Goal of the exercise:
Down to the last character, repeat the entries beneath this task.

Records for this task:
========
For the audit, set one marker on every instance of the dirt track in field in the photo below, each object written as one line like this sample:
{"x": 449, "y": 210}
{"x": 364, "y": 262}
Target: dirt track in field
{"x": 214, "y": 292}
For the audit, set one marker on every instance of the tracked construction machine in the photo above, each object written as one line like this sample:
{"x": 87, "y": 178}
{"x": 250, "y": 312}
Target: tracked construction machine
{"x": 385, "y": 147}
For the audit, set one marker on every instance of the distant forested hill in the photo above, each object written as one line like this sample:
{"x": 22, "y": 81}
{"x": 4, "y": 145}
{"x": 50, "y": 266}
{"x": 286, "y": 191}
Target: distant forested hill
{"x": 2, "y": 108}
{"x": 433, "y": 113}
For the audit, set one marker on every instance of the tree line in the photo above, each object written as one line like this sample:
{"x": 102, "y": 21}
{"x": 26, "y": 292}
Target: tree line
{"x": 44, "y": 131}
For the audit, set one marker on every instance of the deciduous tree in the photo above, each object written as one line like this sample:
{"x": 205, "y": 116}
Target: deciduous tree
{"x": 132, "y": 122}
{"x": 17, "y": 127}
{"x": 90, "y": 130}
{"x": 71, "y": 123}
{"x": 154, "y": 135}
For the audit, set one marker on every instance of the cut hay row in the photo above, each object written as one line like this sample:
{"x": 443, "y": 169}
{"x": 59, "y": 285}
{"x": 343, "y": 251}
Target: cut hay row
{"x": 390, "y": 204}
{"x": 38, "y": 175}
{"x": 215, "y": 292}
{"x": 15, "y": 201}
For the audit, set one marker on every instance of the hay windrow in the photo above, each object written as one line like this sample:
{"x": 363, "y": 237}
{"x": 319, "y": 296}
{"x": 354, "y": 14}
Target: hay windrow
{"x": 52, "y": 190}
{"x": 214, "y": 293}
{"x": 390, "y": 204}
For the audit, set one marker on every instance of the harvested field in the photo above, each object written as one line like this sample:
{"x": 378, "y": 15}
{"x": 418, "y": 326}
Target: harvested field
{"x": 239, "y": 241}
========
Worked solution:
For the audit, set one marker on every instance of the dirt track in field in the photo below, each object written as one line like this sample:
{"x": 449, "y": 210}
{"x": 364, "y": 262}
Target: dirt track in field
{"x": 214, "y": 292}
For the audit, set one marker on every instance of the tracked construction machine in the photo above, each object written as one line like this sample:
{"x": 87, "y": 178}
{"x": 250, "y": 312}
Target: tracked construction machine
{"x": 385, "y": 147}
For the audit, set one marker on every instance of the distant forested hill in the photo above, each object written as one line like this sample:
{"x": 22, "y": 81}
{"x": 4, "y": 145}
{"x": 50, "y": 266}
{"x": 286, "y": 191}
Target: distant forested hill
{"x": 2, "y": 108}
{"x": 433, "y": 113}
For the audit, set one marker on every instance of the tree line in the photo above, each object written as one line like this sample:
{"x": 102, "y": 21}
{"x": 26, "y": 292}
Target: tree line
{"x": 44, "y": 131}
For the audit, set one marker on every instance of the deciduous tree in the photo above, each object written as one line like this sample:
{"x": 205, "y": 116}
Target: deciduous tree
{"x": 132, "y": 122}
{"x": 17, "y": 127}
{"x": 90, "y": 130}
{"x": 71, "y": 123}
{"x": 154, "y": 135}
For the audit, set one marker on every instance of the cut hay row in the photo above, each object written as one line like this sample:
{"x": 443, "y": 169}
{"x": 59, "y": 285}
{"x": 343, "y": 251}
Target: cut hay row
{"x": 390, "y": 204}
{"x": 38, "y": 175}
{"x": 215, "y": 292}
{"x": 15, "y": 201}
For the audit, set one marker on every instance of the hay windrow in the photo above, each object written as one line like this sample:
{"x": 363, "y": 237}
{"x": 319, "y": 296}
{"x": 354, "y": 14}
Target: hay windrow
{"x": 52, "y": 190}
{"x": 214, "y": 293}
{"x": 390, "y": 204}
For the audit, set one marker on every instance of the harvested field in the photo above, each object written as one line like this sample:
{"x": 378, "y": 15}
{"x": 418, "y": 326}
Target: harvested field
{"x": 239, "y": 241}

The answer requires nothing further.